[BEGIN LISTED RECORDS]
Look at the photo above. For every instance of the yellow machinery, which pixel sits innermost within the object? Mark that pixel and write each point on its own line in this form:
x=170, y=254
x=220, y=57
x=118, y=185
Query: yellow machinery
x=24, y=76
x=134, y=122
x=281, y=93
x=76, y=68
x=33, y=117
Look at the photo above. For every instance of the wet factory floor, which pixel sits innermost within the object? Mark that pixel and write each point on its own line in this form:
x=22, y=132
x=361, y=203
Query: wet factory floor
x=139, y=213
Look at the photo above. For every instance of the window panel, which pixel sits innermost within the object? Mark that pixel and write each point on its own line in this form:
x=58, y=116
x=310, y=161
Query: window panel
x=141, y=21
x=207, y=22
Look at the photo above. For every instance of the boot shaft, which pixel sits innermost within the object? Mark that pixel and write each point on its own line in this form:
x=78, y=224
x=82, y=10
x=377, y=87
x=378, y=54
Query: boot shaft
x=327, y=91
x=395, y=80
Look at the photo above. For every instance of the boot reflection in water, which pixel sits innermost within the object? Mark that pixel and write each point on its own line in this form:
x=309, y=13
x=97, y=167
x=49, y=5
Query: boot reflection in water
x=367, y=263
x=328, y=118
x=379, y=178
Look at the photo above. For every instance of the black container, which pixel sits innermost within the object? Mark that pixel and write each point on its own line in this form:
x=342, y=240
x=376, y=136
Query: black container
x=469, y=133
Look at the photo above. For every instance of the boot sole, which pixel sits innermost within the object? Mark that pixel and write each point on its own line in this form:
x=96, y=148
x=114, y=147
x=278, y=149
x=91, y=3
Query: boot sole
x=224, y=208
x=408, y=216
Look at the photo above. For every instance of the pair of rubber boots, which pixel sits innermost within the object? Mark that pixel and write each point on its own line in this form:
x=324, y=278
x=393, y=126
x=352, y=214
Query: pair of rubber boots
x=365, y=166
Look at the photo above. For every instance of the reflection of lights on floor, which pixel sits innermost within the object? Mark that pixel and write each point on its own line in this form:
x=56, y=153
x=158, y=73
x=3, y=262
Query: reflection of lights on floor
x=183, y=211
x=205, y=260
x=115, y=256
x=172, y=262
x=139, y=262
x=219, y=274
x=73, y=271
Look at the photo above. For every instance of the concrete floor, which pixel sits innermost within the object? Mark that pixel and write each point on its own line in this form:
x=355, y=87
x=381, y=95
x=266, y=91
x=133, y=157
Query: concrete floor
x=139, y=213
[END LISTED RECORDS]
## PROBLEM DESCRIPTION
Please update the records between the lines holding "boot shaft, which" and "x=365, y=166", inclusive, changing "innermost" to "most central" and keeping everything else the same. Return only those lines.

## FINISHED EXERCISE
Look at the photo above. For every instance of the boot shaft, which pixel sits most central within the object? Mark that pixel and write each point on its own line in this form:
x=78, y=224
x=82, y=10
x=377, y=87
x=378, y=54
Query: boot shaft
x=327, y=91
x=395, y=80
Look at the photo above. For every instance of the boot reflection in water, which pixel sits most central within the object? Mark that pixel and write each point on its own line in this form:
x=309, y=13
x=97, y=167
x=49, y=5
Query: boot reflection in water
x=367, y=263
x=328, y=118
x=379, y=178
Look at the photo above. For every instance of the black container, which pixel sits most central within the object? Mark that pixel and write each point on its own line in this form:
x=342, y=240
x=376, y=136
Query: black container
x=469, y=133
Look at the photo above. For every instance of the boot sole, which pixel sits most central within the object? Mark that pixel and write each point on its own line in this form:
x=96, y=148
x=114, y=147
x=278, y=149
x=91, y=3
Query: boot sole
x=224, y=208
x=408, y=216
Look at the photo above. For every instance of the pair of rubber boots, which pixel sits most central within the object? Mark that pixel and write each point on its own line in this form:
x=324, y=278
x=393, y=126
x=352, y=214
Query: pair of rubber boots
x=365, y=166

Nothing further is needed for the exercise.